* Start Given records *

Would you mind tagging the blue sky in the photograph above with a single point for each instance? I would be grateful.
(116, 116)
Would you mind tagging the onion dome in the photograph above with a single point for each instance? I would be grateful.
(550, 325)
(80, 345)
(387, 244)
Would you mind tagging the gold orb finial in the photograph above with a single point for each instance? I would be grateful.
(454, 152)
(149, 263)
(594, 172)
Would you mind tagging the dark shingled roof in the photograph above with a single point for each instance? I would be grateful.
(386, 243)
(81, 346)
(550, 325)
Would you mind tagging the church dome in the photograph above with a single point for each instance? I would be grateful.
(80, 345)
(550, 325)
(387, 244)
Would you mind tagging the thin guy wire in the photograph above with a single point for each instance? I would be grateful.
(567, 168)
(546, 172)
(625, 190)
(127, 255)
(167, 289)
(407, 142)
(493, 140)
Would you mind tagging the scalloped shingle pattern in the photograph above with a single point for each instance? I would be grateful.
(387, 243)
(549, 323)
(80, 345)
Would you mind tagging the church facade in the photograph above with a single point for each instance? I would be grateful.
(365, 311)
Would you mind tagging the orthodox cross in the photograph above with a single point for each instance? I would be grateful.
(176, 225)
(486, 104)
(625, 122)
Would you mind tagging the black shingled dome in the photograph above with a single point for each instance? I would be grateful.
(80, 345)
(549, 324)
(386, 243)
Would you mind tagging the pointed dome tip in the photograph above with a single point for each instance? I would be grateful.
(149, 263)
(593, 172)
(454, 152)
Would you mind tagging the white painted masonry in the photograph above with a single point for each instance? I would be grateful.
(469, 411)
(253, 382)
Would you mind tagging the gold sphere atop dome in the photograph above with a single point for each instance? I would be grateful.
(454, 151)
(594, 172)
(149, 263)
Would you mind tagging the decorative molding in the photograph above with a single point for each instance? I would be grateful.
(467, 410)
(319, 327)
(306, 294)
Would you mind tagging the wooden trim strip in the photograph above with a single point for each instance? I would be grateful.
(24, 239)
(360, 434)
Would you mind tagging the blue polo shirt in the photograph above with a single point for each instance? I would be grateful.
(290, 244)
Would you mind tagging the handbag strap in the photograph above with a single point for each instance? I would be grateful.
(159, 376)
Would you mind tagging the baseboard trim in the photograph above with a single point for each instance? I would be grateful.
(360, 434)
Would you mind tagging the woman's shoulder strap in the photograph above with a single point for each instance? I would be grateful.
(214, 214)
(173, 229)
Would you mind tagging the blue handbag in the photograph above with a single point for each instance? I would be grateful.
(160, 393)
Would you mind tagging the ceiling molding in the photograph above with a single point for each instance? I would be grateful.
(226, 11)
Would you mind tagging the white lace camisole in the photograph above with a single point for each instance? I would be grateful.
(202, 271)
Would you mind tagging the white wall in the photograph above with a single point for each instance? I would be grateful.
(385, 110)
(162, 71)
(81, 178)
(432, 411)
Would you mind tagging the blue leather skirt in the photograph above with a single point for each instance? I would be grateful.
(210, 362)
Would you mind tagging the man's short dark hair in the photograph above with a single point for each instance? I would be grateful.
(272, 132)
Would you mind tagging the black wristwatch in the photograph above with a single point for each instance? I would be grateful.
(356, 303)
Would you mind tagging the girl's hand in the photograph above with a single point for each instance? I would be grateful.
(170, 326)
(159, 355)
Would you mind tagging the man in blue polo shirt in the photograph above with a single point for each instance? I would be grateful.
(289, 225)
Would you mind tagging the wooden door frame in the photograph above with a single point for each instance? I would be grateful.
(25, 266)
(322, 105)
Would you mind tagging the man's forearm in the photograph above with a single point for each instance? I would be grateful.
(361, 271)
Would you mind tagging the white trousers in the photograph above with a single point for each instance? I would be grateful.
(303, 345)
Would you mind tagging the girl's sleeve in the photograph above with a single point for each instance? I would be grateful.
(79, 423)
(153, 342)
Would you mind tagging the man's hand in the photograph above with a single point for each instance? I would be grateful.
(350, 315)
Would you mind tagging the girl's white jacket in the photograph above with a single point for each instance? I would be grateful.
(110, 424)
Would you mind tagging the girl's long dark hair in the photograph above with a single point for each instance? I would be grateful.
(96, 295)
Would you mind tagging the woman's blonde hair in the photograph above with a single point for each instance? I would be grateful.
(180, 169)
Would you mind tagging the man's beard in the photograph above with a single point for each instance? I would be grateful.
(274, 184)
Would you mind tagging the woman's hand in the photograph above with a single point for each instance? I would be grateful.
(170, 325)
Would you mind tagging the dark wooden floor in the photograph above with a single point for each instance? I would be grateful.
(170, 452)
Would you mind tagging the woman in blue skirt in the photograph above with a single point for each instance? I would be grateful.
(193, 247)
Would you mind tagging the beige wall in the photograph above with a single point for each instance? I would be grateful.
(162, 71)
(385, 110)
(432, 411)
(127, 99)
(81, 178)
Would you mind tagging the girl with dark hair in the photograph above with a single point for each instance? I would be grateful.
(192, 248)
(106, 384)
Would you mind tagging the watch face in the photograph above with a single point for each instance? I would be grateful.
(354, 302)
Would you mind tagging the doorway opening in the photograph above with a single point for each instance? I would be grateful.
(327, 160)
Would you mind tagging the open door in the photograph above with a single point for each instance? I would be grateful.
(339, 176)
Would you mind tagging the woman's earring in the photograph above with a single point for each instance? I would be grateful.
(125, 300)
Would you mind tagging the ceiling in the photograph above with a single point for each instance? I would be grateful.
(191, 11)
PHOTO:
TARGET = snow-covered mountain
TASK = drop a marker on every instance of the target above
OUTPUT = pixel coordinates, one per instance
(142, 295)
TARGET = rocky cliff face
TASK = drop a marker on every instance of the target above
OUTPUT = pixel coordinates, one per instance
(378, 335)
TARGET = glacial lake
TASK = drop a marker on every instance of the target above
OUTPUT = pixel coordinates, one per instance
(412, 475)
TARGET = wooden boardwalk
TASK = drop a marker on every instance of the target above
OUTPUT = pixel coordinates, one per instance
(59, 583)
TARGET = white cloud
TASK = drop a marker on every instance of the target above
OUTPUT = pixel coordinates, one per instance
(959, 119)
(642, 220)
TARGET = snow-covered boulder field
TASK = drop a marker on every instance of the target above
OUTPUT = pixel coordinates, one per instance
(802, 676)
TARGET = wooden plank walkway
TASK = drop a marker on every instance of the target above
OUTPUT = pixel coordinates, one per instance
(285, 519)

* End Given records *

Could you reproduce every one of the lines above word for word, from the first to the last?

Result for this task =>
Would you mind tagging the blue sky in the photograph above with a single point for each instance? I would be grateful.
(116, 116)
Would you mind tagging the onion dome in the photograph above with a single point for each instance? I would be grateful.
(550, 325)
(80, 345)
(387, 244)
Would you mind tagging the gold orb finial in the photograph above with a single point for each instance? I would be grateful.
(454, 152)
(149, 263)
(594, 172)
Would you mind tagging the dark shingled roof in the photograph above with a single point for each instance? I would be grateful.
(386, 243)
(81, 346)
(550, 325)
Would you mind tagging the church dome in the photograph above with a single point for each instance? I would be grateful.
(80, 345)
(550, 325)
(387, 244)
Would you mind tagging the thin guy wire in the photograph above with a single point for each instance? I would be grateful.
(567, 168)
(546, 172)
(625, 190)
(127, 255)
(167, 289)
(407, 142)
(493, 140)
Would you mind tagging the scalloped shingle pattern in the photograph above with a single point for each instance? I would be grateful.
(387, 243)
(549, 323)
(80, 345)
Would you mind tagging the church facade in the photograph above with a single point for each instance? I would be grateful.
(365, 311)
Would you mind tagging the orthodox cross in the photograph above with a single point for each instance? I would be grateful.
(176, 225)
(486, 104)
(625, 122)
Would you mind tagging the black shingled dome in the photograph above with a single point for each instance? I would be grateful.
(80, 345)
(549, 324)
(386, 243)
Would you mind tagging the pointed dome tip in the photograph above with a single point for each instance? I would be grateful.
(149, 263)
(593, 172)
(454, 152)
Would you mind tagging the white painted masonry in the photograph above with a single point for each instance? I would be grateful.
(469, 411)
(253, 382)
Would you mind tagging the gold sphere atop dome in the photograph above with a single point for each instance? I would be grateful.
(454, 151)
(594, 172)
(149, 263)
Would you mind tagging the decorative molding in the photograph above with a single point for each instance? I would be grateful.
(467, 410)
(319, 327)
(306, 294)
Would you mind tagging the wooden trim strip in the photograph above with a single point for each instance? I would be grateful.
(24, 239)
(360, 434)
Would you mind tagging the blue polo shirt in the photograph above with a single point for each instance? I would be grateful.
(290, 244)
Would you mind tagging the handbag strap in the photograph above with a single point for each instance? I would be grateful.
(159, 376)
Would you mind tagging the baseboard trim in the photograph above with a single point for each instance? I would be grateful.
(360, 434)
Would you mind tagging the woman's shoulder strap in the photograph above with a single point for each instance? I would be grateful.
(214, 214)
(173, 229)
Would you mind tagging the blue handbag in the photograph above with a single point for each instance? I would be grateful.
(160, 393)
Would you mind tagging the ceiling molding in the photograph above with a single point for each instance? I would be grateful.
(226, 11)
Would you mind tagging the white lace camisole in the photograph above with a single point for each instance? I would be grateful.
(202, 271)
Would you mind tagging the white wall in the photograph above with a single point for each instance? I would be grateful.
(385, 110)
(162, 71)
(81, 178)
(432, 411)
Would you mind tagging the blue leather skirt in the photograph above with a single point for each instance? I would be grateful.
(210, 362)
Would you mind tagging the man's short dark hair in the photograph above with a single point for each instance? I would be grateful.
(272, 132)
Would you mind tagging the black wristwatch in the photograph above with a single point for each instance? I would be grateful.
(356, 303)
Would you mind tagging the girl's hand in the photograph above with a single point for each instance? I would be grateful.
(170, 326)
(159, 355)
Would you mind tagging the man in blue polo shirt in the photograph above with a single point for each instance? I would be grateful.
(289, 225)
Would you mind tagging the wooden door frame in the photograph above with a single point for each instance? I would be grateful.
(25, 266)
(322, 105)
Would you mind tagging the man's forearm in the photograph above with a single point for each instance? I would be grateful.
(361, 271)
Would you mind tagging the white trousers in the photograph above with a single point for each instance? I would be grateful.
(303, 345)
Would you mind tagging the girl's sleeve in the photograph above with a single point for each instance? I would be grateful.
(79, 423)
(153, 342)
Would you mind tagging the man's hand in the photograph above with a single point for each instance? I would be grateful.
(350, 315)
Would you mind tagging the girl's white jacket in the photograph above with a single point for each instance? I would be grateful.
(110, 424)
Would you mind tagging the girl's long dark hair in the photograph above with a single point for each instance? I would be grateful.
(96, 295)
Would you mind tagging the woman's blonde hair in the photograph above with a single point for each instance? I would be grateful.
(180, 169)
Would you mind tagging the man's beard in the photograph above with a single point for each instance? I would be grateful.
(274, 184)
Would you mind tagging the woman's hand in the photograph above with a single point for each instance? I would be grateful.
(170, 325)
Would you mind tagging the dark wooden floor in the photograph above with a single point for each instance? I would be grateful.
(170, 452)
Would you mind tagging the woman in blue skirt in the photograph above with a single point for each instance? I would be grateful.
(193, 247)
Would you mind tagging the beige wall in the photograph above with a single point for each instance? I would be grateful.
(162, 71)
(385, 110)
(432, 411)
(127, 99)
(81, 178)
Would you mind tagging the girl with dark hair in the photograph above with a single point for each instance? I would be grateful.
(192, 248)
(106, 384)
Would you mind tagging the watch face in the photograph above with a single point for each instance? I would be grateful.
(354, 302)
Would you mind tagging the doorway opening in the photograph above with a single point for each instance? I would be grateful.
(327, 160)
Would you mind tagging the open door in the photograph above with a single point for each instance? I would be grateful.
(339, 176)
Would you mind tagging the woman's earring in the photograph above with a single point for each instance? I would be grateful.
(125, 300)
Would you mind tagging the ceiling in the photograph above with a single point for each instance? I would be grateful.
(191, 11)
PHOTO:
TARGET = snow-covered mountain
TASK = drop a marker on every instance of the target above
OUTPUT = pixel coordinates, one per instance
(142, 295)
TARGET = rocky cliff face
TASK = drop a marker on every instance of the target above
OUTPUT = pixel coordinates, one per instance
(378, 335)
TARGET = glacial lake
TASK = drop a marker on every instance of the target above
OUTPUT = pixel coordinates, one per instance
(412, 475)
TARGET = wooden boardwalk
TASK = drop a marker on every instance of the target above
OUTPUT = pixel coordinates, one per instance
(59, 583)
TARGET = white cloud
TASK = drop a marker on every instance of the target above
OUTPUT = pixel coordinates, one per instance
(959, 119)
(642, 220)
TARGET = snow-covered boulder field
TASK = drop a marker on every instance of the target above
OUTPUT = pixel coordinates, one per instance
(802, 676)
TARGET = wooden plank walkway
TASK = drop a marker on every instance of the target above
OUTPUT = pixel coordinates, one per instance
(285, 519)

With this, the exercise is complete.